## What is being asked
Please copy out the data below with every "indicate" changed to "mark" and nothing else altered.

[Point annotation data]

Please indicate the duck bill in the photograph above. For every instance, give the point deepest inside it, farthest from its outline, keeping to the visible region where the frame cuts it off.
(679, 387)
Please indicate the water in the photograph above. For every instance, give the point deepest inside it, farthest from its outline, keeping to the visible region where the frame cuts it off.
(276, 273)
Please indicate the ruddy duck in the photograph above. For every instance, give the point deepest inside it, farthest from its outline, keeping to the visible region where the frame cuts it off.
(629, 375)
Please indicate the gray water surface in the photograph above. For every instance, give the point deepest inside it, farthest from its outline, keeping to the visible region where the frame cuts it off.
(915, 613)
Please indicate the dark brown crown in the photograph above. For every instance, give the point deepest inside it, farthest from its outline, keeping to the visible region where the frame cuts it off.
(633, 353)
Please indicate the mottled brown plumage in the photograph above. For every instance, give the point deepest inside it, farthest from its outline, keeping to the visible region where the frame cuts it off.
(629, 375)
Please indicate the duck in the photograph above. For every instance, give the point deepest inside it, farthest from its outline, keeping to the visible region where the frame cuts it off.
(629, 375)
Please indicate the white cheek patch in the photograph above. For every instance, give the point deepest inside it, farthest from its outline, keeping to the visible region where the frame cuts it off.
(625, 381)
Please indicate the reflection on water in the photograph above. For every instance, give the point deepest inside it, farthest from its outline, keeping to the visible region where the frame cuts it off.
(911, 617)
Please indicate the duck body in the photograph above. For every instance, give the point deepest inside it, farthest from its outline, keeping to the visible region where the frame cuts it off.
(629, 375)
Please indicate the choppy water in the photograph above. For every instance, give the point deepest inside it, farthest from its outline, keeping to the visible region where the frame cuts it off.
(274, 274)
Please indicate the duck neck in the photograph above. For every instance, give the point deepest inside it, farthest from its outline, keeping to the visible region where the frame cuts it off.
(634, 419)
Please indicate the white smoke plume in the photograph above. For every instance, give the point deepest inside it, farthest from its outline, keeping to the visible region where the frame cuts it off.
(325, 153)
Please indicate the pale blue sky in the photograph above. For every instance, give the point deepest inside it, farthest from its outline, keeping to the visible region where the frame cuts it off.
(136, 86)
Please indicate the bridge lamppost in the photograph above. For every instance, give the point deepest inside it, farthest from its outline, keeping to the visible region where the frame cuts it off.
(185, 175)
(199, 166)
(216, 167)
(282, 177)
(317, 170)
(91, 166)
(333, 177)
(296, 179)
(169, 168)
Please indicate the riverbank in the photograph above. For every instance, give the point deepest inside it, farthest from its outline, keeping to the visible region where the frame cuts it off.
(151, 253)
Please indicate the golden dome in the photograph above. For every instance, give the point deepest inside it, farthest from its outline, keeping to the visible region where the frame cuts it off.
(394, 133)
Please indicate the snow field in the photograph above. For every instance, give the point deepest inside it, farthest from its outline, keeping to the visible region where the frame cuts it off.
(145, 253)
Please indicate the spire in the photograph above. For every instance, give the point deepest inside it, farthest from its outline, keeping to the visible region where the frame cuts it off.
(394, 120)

## Answer to the problem
Please mark the duck bill in the photograph above. For every instance, give the point deepest inside it, farthest from its outline, keeping to the visible region where the frame cuts it off.
(679, 387)
Please mark the water in the photograph above. For every instance, give the point deepest inside it, farthest from its outline, keeping to the visible region where the frame cuts it off.
(276, 273)
Please mark the ruddy duck in the photograph above. For every instance, give the point deepest inside it, farthest from its outline, keeping to the visible region where the frame cuts it off.
(629, 375)
Please mark the gray water surface in the photograph above. For every instance, give the point deepest inside it, farthest from its outline, keeping to the visible region where the frame cuts it off.
(915, 613)
Please mark the dark brown crown in the photograph above. For every instance, give the point deepest inside it, farthest from its outline, keeping to the visible region where the frame cuts it off.
(633, 353)
Please mark the mottled brown plumage in the photograph above. For every instance, give the point deepest inside it, farthest from its outline, keeping to the visible region where the frame cuts it off.
(629, 375)
Please mark the duck in the photograph above. For every instance, give the point deepest inside it, farthest from its outline, keeping to the visible region where the frame cuts it off.
(629, 375)
Please mark the white cheek patch in the photograph above. For every instance, give the point deepest inside it, farthest from its outline, keeping to the visible region where the frame cuts it off.
(625, 381)
Please mark the reflection on water in the photograph above. For every instance, give the point deepest inside it, farthest from its outline, keeping to the visible region where the frame cuts it off.
(911, 617)
Please mark the duck body in the photograph above. For every instance, give the point deepest inside it, farthest from its outline, keeping to the visible region where the frame cuts it off.
(629, 375)
Please mark the choppy water in the photograph above. For every instance, give the point deepest inside it, farthest from its outline, keeping to the visible region where the frame cuts it off.
(274, 274)
Please mark the duck neck in the photograph above. For every instance, give the point deepest inside it, farthest from its outline, keeping to the visible region where the frame cuts it off.
(634, 419)
Please mark the white smoke plume in the photograph above. For every instance, give the point deepest inside it, farthest from its outline, keeping to the visible region where the frame cuts it off.
(325, 153)
Please mark the pale blue sky in the photograph above. For every instance, give the point deepest inside it, farthest from its outline, keeping to the visible region where the frame cuts it off.
(136, 86)
Please mark the bridge lamppost in the photograph above. For every instance, give the point deepest inside it, farthest from its outline, keeping to the visible region where the frame cuts it off.
(185, 175)
(199, 166)
(216, 167)
(282, 177)
(317, 170)
(91, 166)
(333, 177)
(296, 179)
(169, 168)
Please mark the riverbank in the photograph above. For every instance, give the point deepest inside it, farthest from its outline, keeping to the visible region where the frame cuts it off.
(151, 253)
Please mark the golden dome in the photograph above. For every instance, give the point deepest inside it, farthest from its outline, keeping to the visible region where the frame cuts it off.
(394, 133)
Please mark the snow field in the photograph above. For every instance, give the point deepest inside it, farthest from its outline, keeping to the visible region where the frame cuts it off.
(145, 253)
Please mark the spire in the photograph above. For every instance, give the point deepest inside it, farthest from its outline, keeping to the visible region where the frame cuts it off.
(394, 120)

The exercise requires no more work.